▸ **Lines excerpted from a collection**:

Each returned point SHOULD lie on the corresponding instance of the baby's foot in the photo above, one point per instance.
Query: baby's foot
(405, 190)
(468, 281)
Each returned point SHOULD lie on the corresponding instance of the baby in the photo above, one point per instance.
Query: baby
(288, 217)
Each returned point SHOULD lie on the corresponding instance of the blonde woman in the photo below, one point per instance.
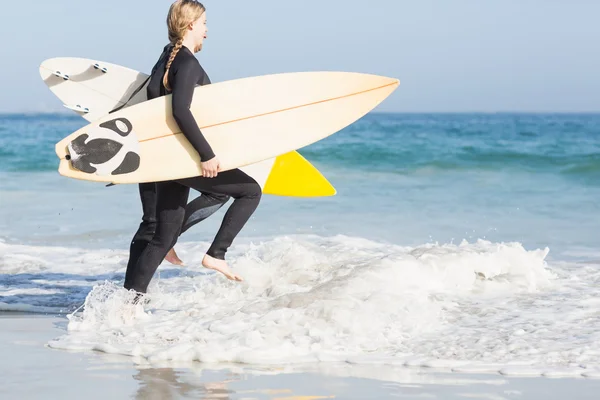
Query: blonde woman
(178, 72)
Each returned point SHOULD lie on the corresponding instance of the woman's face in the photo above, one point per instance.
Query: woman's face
(199, 31)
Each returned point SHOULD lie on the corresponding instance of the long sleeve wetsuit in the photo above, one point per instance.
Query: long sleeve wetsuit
(165, 203)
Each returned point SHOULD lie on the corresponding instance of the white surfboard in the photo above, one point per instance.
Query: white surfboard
(95, 88)
(244, 120)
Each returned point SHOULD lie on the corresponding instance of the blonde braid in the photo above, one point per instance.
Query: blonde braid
(178, 46)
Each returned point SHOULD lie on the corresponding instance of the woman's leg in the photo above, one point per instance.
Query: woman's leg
(147, 227)
(246, 194)
(171, 199)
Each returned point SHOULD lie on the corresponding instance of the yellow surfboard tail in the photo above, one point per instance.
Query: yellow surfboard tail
(293, 175)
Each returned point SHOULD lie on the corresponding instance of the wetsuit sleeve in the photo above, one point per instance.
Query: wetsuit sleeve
(183, 85)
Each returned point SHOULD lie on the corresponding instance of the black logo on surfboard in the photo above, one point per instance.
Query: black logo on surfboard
(111, 148)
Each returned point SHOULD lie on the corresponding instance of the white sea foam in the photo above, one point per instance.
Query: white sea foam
(473, 307)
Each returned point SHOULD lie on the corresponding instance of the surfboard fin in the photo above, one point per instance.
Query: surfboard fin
(77, 108)
(61, 75)
(101, 68)
(293, 175)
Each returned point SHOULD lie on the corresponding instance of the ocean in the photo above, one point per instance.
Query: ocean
(462, 240)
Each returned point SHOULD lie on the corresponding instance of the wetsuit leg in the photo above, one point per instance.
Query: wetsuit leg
(202, 207)
(171, 199)
(147, 227)
(246, 194)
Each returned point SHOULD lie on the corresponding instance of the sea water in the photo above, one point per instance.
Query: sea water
(464, 241)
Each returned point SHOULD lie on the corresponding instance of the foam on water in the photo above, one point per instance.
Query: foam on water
(471, 306)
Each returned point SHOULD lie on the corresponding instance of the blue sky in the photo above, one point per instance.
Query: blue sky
(459, 55)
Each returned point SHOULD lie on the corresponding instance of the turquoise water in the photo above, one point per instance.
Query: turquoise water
(453, 238)
(406, 179)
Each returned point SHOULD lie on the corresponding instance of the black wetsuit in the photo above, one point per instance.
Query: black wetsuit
(164, 203)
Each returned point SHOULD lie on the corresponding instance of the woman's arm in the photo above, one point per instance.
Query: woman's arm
(184, 82)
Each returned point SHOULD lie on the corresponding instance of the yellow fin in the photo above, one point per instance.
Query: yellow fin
(293, 175)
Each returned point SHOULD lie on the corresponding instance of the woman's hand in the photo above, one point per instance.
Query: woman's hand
(210, 167)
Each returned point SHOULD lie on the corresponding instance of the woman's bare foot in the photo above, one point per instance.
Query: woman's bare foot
(173, 258)
(221, 266)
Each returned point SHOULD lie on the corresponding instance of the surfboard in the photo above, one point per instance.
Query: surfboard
(245, 121)
(95, 88)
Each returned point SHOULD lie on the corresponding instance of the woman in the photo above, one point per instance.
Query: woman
(177, 72)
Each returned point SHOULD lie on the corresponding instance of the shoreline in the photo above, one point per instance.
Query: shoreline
(23, 338)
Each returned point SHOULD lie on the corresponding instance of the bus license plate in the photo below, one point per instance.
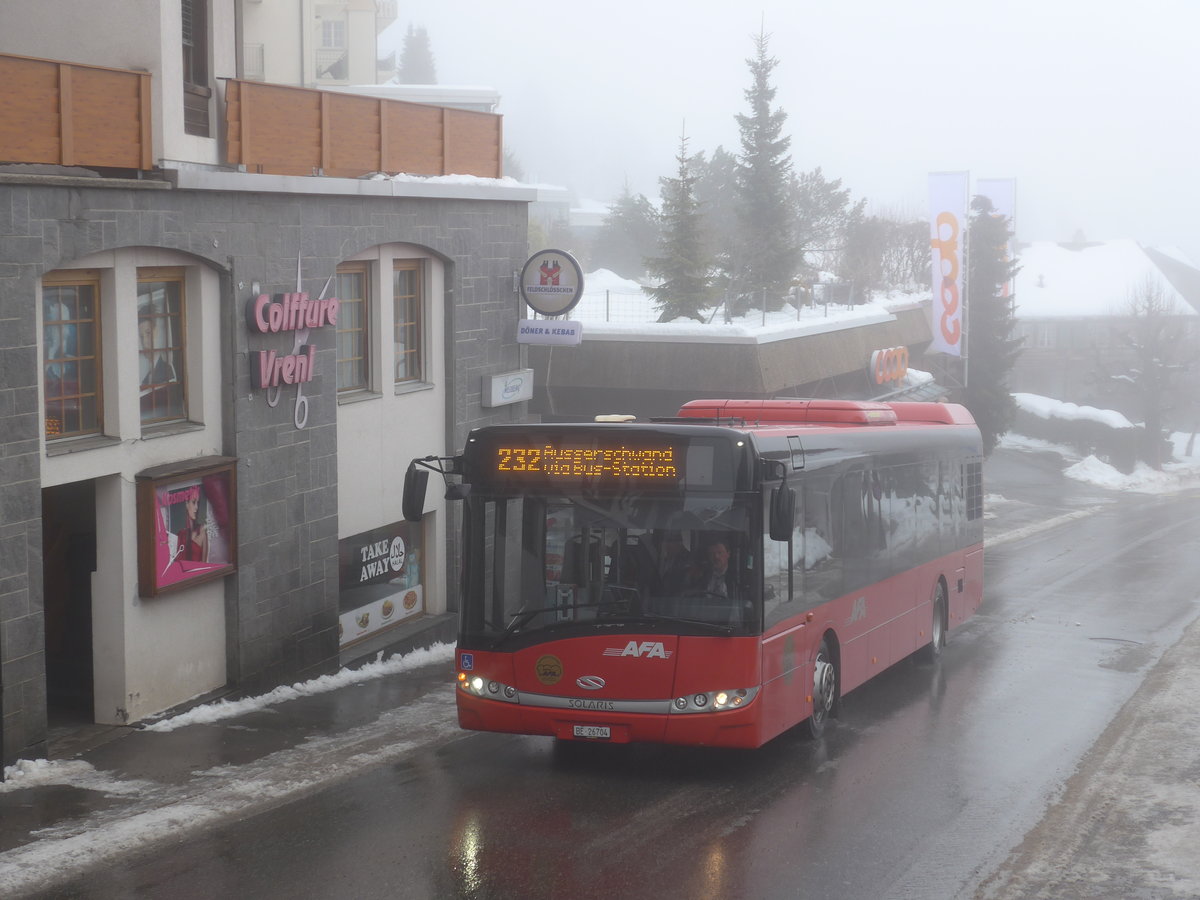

▸ **Written problem**:
Return every line above that contains the string "foam", copying each one in full.

▸ **Reply**:
Each returned point SHOULD lie on the corresponding instance of the white sea foam in the photo above, one point per instance.
Query: white sea foam
Each returned point SHOULD lie on the corresponding instance of the foam on water in the photo above, one point per instance.
Query: foam on water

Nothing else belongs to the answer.